▸ **Objective**
Show each line of the records below that contains the string "tent", copied without alteration.

▸ **Provided records**
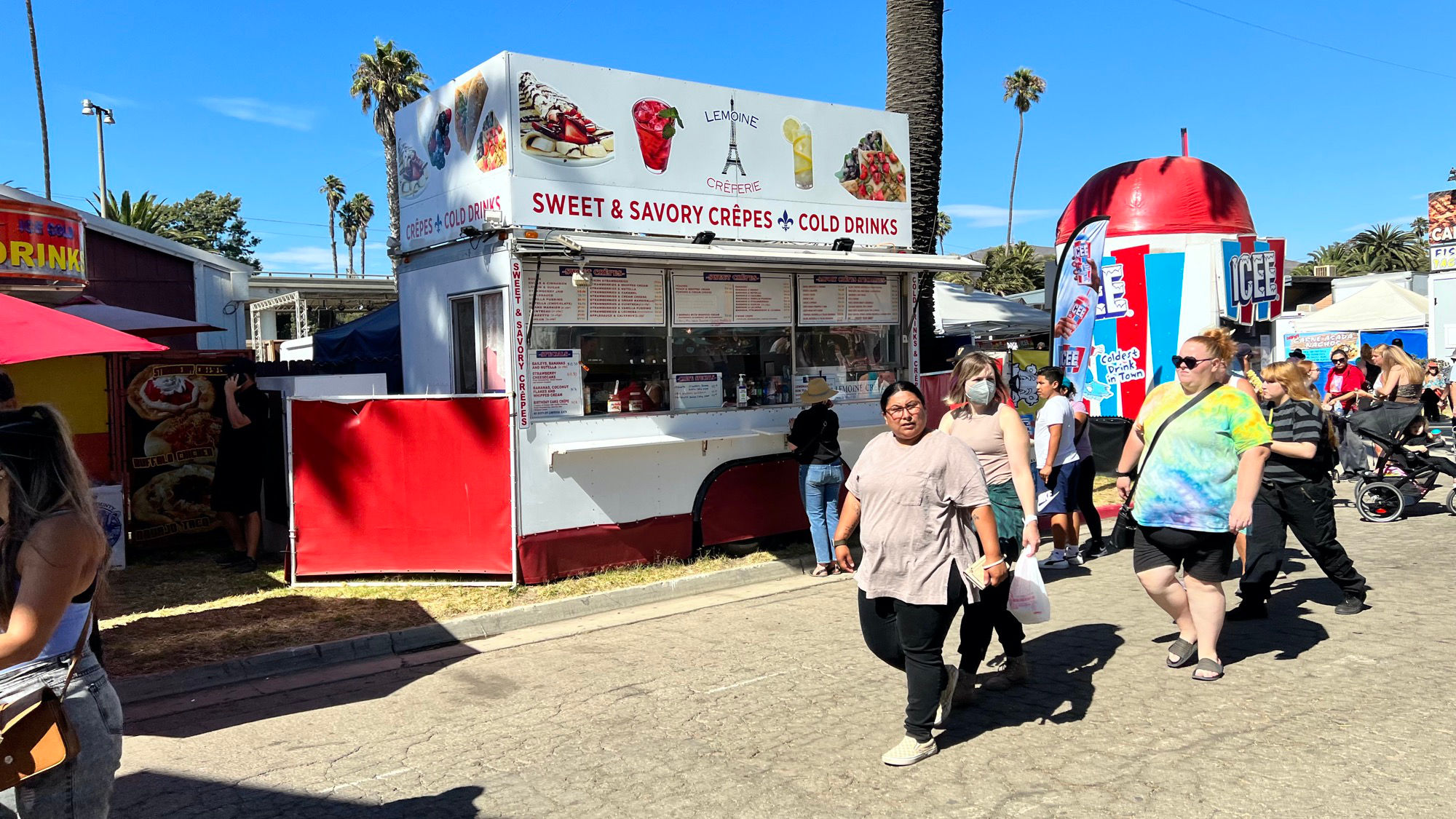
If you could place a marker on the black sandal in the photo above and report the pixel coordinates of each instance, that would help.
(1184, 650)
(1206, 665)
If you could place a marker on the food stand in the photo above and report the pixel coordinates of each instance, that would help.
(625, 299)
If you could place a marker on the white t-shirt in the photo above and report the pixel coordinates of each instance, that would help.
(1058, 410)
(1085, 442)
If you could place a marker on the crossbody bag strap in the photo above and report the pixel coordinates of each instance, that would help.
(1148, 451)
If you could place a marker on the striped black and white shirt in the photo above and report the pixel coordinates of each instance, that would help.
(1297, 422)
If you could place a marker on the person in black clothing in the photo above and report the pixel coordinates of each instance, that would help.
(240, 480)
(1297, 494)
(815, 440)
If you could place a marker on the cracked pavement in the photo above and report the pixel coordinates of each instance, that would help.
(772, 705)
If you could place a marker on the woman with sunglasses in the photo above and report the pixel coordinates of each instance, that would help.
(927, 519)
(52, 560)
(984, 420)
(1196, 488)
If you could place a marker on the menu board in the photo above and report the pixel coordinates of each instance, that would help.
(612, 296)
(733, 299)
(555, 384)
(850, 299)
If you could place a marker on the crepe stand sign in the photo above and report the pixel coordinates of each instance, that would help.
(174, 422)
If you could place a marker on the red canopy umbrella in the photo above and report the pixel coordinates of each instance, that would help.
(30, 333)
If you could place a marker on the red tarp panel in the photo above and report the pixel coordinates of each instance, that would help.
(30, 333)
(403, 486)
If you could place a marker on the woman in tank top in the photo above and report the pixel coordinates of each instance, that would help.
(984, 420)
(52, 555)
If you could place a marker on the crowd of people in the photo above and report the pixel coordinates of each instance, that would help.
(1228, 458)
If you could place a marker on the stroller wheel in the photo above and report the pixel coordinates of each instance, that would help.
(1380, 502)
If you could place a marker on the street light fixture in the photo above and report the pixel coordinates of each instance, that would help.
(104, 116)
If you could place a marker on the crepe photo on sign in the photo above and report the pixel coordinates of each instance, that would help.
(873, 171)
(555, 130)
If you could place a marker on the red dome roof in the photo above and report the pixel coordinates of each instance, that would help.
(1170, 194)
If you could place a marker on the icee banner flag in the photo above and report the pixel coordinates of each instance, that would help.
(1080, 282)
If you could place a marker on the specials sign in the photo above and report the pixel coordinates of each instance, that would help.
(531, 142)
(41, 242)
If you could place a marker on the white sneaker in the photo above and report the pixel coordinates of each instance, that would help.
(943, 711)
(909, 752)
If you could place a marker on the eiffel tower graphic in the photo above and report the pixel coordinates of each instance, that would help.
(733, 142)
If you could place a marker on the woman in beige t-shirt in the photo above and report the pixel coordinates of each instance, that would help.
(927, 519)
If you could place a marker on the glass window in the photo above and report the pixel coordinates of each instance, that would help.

--

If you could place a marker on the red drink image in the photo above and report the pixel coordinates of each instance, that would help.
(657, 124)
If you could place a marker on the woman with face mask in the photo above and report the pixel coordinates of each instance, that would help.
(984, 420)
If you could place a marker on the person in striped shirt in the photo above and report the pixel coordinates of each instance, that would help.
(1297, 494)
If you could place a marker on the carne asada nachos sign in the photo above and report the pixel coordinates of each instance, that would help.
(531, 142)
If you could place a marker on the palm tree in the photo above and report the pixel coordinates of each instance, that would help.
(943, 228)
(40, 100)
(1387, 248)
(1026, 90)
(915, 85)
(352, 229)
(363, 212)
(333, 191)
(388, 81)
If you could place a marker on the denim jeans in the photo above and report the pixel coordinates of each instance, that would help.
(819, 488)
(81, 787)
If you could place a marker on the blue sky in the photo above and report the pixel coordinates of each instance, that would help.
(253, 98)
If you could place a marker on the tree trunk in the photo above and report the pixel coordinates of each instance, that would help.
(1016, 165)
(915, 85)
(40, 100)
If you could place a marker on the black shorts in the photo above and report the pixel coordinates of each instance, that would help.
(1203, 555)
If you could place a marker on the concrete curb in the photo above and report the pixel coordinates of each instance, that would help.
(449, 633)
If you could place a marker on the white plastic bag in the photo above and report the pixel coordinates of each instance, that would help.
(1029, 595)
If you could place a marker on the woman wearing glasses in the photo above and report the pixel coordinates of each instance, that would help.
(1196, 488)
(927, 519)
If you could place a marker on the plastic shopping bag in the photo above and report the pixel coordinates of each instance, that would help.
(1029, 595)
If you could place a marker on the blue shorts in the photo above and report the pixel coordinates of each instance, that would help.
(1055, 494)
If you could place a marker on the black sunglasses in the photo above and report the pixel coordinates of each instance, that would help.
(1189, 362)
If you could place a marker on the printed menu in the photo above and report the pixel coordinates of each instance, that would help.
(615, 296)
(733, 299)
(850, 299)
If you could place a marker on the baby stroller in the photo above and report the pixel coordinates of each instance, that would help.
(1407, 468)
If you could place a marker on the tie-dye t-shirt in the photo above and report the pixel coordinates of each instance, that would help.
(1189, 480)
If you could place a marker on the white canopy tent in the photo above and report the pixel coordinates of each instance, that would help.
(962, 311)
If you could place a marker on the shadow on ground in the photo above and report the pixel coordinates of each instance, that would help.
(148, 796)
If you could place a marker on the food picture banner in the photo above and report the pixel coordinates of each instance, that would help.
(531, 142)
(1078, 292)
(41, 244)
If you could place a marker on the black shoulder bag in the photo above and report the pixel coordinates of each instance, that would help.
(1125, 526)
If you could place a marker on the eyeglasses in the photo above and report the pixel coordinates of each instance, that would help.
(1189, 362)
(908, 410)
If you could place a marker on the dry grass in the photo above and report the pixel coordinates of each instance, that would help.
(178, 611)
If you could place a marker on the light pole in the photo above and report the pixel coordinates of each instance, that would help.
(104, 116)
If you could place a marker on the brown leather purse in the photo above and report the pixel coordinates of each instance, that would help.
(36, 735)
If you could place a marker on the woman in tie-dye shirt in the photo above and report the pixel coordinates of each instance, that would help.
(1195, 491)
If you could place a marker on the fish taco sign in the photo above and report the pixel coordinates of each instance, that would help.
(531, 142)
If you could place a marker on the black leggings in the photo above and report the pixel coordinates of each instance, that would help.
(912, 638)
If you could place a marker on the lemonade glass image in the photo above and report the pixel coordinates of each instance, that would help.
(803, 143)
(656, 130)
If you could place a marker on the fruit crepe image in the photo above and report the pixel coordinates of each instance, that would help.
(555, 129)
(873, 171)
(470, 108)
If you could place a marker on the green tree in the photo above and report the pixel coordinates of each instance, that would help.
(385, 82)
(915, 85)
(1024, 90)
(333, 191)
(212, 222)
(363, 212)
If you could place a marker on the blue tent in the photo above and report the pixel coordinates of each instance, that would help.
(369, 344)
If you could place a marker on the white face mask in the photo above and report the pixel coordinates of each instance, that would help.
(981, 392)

▸ **Written answer**
If you could place a marker on the white canopy tent in the photo above and report the pixel coordinates of each instance, that would help.
If you could place a marker on the blue tent in the photo above and report the pixel coordinates of each instance, that would help.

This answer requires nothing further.